# PROBLEM DETAILS:
Print the data that follows again, keeping every line exact.

# DATA EXTRACT:
-- Opening Marker --

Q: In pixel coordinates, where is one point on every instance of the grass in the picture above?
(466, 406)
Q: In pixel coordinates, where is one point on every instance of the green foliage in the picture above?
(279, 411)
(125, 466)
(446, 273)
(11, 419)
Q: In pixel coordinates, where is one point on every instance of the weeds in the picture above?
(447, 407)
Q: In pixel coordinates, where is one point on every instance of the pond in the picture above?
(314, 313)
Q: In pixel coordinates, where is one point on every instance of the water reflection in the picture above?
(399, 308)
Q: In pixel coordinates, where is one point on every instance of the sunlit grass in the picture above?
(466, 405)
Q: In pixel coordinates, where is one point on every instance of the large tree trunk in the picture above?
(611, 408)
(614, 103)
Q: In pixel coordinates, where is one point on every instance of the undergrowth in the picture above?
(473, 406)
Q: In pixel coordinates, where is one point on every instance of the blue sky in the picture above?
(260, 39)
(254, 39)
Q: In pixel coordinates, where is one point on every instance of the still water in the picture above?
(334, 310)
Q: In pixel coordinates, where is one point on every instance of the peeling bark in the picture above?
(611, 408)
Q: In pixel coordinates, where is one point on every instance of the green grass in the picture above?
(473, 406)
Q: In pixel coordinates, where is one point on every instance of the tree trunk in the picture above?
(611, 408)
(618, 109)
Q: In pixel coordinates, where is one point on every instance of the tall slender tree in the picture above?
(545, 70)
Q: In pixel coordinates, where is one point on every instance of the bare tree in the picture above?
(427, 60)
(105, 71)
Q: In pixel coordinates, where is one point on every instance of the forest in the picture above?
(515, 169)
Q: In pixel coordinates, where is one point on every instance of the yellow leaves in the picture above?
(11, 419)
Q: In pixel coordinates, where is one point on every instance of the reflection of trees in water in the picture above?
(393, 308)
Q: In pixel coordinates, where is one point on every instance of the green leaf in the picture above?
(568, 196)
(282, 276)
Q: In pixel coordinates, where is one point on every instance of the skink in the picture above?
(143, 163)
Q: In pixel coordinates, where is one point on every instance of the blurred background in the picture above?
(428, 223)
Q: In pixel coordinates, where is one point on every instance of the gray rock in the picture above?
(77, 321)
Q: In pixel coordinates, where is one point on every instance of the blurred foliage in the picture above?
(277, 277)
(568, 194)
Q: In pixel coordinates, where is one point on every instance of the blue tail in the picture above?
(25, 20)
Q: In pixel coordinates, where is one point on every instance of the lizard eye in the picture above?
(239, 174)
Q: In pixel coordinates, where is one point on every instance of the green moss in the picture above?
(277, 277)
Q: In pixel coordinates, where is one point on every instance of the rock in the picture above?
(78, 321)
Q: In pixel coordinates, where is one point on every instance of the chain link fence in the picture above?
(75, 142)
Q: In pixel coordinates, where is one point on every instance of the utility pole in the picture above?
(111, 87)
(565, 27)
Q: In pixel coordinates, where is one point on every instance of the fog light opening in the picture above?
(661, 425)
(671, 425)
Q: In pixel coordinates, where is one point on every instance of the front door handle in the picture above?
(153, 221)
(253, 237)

-- Closing Marker --

# WRITTEN RESPONSE:
Q: In pixel coordinates, where is one point on every instance of the grass in the picture above?
(466, 406)
Q: In pixel coordinates, where is one point on every instance of the green foliage in the picture above?
(279, 411)
(125, 466)
(446, 273)
(11, 419)
Q: In pixel coordinates, where is one point on every instance of the weeds in the picture above?
(447, 407)
Q: In pixel coordinates, where is one point on every instance of the pond in the picture above?
(314, 313)
Q: In pixel coordinates, where is one point on every instance of the water reflection in the picture above?
(399, 308)
Q: In pixel coordinates, where is one point on every instance of the sunlit grass in the picture above?
(466, 405)
Q: In pixel coordinates, where is one point on every instance of the large tree trunk in the picture above?
(611, 408)
(614, 103)
Q: In pixel coordinates, where is one point on every instance of the undergrowth in the picture above?
(473, 406)
Q: In pixel coordinates, where is one point on every instance of the blue sky in the picture above?
(260, 39)
(254, 39)
Q: In pixel coordinates, where is one point on every instance of the still water in the picture above?
(334, 310)
Q: In pixel coordinates, where is one point on every instance of the peeling bark in the picture above?
(611, 408)
Q: In pixel coordinates, where is one point on every instance of the green grass in the picture above?
(473, 406)
Q: In pixel coordinates, where is one point on every instance of the tree trunk in the picture above?
(611, 408)
(618, 109)
Q: In pixel coordinates, where is one point on every instance of the tall slender tree in the picture above?
(545, 70)
Q: In pixel coordinates, where is one point on every instance of the bare tree in the picture above?
(427, 60)
(105, 71)
Q: In pixel coordinates, where is one point on every instance of the forest in the picture above?
(515, 169)
Q: In pixel coordinates, where is one point on every instance of the yellow leaves in the picture above?
(11, 419)
Q: In pixel coordinates, where is one point on every instance of the reflection of trees in water in the picture above?
(393, 308)
Q: In pixel coordinates, where is one point on every instance of the green leaf in the picture above?
(568, 196)
(282, 276)
Q: In pixel coordinates, where is one point on every instance of the skink in the picture above?
(143, 163)
Q: In pixel coordinates, where is one point on every instance of the blurred background in the picture above?
(428, 223)
Q: In pixel coordinates, where is one point on every instance of the gray rock in the picture above?
(77, 321)
Q: In pixel coordinates, where is one point on every instance of the blurred foliage in the picture above?
(277, 277)
(568, 194)
Q: In pixel coordinates, where is one point on every instance of the blue tail in the picture above?
(25, 20)
Q: In pixel coordinates, where is one point on every instance of the lizard eye in the picture above?
(239, 174)
Q: In pixel coordinates, where is one point on every instance of the green moss in the picture above?
(277, 277)
Q: In pixel coordinates, where is one point on every instance of the rock in the picture above?
(78, 321)
Q: In pixel coordinates, where is one point on every instance of the chain link fence in the picture above?
(75, 142)
Q: In pixel coordinates, where is one point on every instance of the utility pole in the picture above?
(111, 87)
(565, 27)
Q: In pixel coordinates, where is one point on every instance of the fog light opening in the picture above?
(661, 425)
(671, 425)
Q: In pixel coordinates, where is one point on every instance of the front door handle in the picture above?
(153, 221)
(253, 237)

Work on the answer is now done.